(Part of a data file)
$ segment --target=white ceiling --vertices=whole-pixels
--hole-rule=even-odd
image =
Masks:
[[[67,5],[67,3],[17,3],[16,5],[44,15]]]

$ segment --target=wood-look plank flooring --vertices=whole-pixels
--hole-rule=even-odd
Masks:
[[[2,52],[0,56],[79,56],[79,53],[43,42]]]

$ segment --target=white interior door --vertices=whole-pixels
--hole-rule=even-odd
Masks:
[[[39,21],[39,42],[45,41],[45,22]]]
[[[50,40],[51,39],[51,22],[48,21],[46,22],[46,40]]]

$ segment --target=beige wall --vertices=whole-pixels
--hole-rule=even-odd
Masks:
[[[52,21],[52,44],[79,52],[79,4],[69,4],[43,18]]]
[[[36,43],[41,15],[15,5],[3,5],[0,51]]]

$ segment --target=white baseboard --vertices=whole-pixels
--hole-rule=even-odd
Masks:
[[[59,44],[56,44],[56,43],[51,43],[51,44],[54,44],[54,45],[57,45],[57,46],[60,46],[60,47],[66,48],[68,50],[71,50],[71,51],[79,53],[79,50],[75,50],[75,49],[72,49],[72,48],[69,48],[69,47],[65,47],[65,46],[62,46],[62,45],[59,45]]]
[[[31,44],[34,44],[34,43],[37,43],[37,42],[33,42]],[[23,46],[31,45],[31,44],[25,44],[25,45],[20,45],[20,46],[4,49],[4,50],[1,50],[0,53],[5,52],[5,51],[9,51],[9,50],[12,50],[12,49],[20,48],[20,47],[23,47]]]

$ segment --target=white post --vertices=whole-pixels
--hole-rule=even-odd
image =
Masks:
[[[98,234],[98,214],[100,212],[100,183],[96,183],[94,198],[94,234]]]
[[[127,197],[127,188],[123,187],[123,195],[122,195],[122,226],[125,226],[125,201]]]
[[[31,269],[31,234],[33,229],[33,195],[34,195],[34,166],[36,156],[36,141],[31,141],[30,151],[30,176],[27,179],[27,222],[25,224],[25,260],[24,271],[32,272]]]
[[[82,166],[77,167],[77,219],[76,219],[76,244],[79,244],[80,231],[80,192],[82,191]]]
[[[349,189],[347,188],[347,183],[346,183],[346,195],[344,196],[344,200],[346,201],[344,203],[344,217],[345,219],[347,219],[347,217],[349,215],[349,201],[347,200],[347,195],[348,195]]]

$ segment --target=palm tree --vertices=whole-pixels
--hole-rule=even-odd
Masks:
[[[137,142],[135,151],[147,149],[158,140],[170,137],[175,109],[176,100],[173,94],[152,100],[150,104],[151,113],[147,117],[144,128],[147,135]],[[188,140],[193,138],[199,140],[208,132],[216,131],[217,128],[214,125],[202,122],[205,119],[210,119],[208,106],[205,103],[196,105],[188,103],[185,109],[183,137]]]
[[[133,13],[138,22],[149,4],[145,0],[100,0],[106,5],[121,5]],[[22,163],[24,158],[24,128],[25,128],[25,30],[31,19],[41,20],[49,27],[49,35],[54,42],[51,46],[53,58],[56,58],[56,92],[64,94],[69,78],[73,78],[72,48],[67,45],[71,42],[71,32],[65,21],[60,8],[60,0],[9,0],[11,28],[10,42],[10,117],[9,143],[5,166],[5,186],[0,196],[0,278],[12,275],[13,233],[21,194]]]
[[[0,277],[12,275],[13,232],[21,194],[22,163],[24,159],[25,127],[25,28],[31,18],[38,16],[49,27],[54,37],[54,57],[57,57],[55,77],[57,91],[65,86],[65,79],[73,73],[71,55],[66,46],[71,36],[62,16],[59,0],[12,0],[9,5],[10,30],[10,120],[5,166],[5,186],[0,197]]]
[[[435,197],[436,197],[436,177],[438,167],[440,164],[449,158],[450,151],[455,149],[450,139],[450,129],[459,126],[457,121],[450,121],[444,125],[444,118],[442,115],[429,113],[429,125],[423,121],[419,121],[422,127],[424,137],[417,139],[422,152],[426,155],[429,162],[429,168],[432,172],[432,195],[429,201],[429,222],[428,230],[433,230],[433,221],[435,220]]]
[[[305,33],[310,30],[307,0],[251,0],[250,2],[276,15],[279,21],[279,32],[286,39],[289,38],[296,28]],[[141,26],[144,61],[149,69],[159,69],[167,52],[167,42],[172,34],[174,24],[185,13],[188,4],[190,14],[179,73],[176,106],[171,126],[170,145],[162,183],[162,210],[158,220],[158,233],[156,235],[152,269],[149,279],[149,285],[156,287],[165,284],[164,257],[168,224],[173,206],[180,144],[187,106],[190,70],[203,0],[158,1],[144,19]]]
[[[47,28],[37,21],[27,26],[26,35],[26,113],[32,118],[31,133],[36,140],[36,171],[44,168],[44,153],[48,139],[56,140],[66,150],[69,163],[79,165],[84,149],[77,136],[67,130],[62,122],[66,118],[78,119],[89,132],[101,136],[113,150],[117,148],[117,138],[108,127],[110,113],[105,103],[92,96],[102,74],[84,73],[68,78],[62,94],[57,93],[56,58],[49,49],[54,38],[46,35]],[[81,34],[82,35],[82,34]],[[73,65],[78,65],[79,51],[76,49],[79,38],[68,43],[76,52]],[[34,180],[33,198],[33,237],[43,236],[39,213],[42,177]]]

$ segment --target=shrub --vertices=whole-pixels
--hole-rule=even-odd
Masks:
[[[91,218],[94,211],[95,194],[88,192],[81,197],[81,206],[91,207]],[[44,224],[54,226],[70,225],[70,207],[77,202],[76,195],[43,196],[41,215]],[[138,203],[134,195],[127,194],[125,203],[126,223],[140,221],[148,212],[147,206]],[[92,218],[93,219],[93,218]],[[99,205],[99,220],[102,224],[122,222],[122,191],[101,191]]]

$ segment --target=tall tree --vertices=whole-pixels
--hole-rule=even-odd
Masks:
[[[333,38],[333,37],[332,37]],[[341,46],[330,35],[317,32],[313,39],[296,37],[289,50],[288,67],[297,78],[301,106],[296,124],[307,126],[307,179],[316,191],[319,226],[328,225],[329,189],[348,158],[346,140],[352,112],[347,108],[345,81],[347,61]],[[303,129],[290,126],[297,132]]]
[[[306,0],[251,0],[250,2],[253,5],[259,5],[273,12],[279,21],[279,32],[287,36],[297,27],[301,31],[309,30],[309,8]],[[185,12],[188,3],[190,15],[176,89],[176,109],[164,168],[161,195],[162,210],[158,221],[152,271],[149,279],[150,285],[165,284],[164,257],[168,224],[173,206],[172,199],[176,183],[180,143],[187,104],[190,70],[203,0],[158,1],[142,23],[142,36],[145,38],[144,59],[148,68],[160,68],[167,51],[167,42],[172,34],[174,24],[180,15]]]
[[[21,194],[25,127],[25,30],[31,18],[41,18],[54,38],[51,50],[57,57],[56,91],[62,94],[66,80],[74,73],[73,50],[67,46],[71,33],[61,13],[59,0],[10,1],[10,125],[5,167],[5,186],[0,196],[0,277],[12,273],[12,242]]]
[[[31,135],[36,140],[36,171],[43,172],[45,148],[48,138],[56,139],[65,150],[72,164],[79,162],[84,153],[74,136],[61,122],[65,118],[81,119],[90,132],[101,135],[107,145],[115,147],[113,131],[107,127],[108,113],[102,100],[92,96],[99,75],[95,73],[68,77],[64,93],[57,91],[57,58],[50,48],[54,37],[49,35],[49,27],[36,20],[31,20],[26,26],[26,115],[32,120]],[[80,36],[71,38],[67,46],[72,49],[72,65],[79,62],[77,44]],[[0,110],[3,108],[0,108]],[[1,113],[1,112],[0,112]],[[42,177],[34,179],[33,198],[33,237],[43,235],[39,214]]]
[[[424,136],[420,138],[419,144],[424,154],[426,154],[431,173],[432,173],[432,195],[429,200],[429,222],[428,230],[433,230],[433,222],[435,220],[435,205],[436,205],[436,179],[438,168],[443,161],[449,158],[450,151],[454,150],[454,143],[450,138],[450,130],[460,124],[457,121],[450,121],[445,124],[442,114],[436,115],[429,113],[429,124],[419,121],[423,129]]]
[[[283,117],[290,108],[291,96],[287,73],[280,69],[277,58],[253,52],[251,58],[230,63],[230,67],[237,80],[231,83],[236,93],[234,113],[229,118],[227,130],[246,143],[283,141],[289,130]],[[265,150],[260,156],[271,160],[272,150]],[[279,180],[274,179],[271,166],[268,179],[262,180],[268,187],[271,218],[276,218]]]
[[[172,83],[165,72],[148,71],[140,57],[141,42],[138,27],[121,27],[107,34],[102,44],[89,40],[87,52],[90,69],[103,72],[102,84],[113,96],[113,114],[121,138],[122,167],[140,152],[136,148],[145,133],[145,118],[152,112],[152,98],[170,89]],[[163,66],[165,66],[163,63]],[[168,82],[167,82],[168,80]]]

• **TASK TO COMPLETE**
Edit the data beginning with its first line and continuing through the line with "[[[50,40],[51,39],[51,22],[48,21],[46,22],[46,40]]]", substituting "laminate flooring" for "wood-look plank flooring" and leaving everything else unchanged.

• **RESPONSE TO THE EXERCISE**
$ segment --target=white ceiling --vertices=whole-pixels
--hole-rule=even-odd
image =
Masks:
[[[67,5],[67,3],[17,3],[16,5],[44,15]]]

$ segment --target=laminate flooring --vertices=whole-pixels
--hole-rule=even-odd
Masks:
[[[2,52],[0,56],[79,56],[79,53],[43,42]]]

$ segment --target=white interior door --vertices=whole-pixels
--hole-rule=even-odd
Masks:
[[[39,21],[39,42],[45,41],[45,22]]]
[[[50,40],[51,39],[51,22],[48,21],[46,22],[46,40]]]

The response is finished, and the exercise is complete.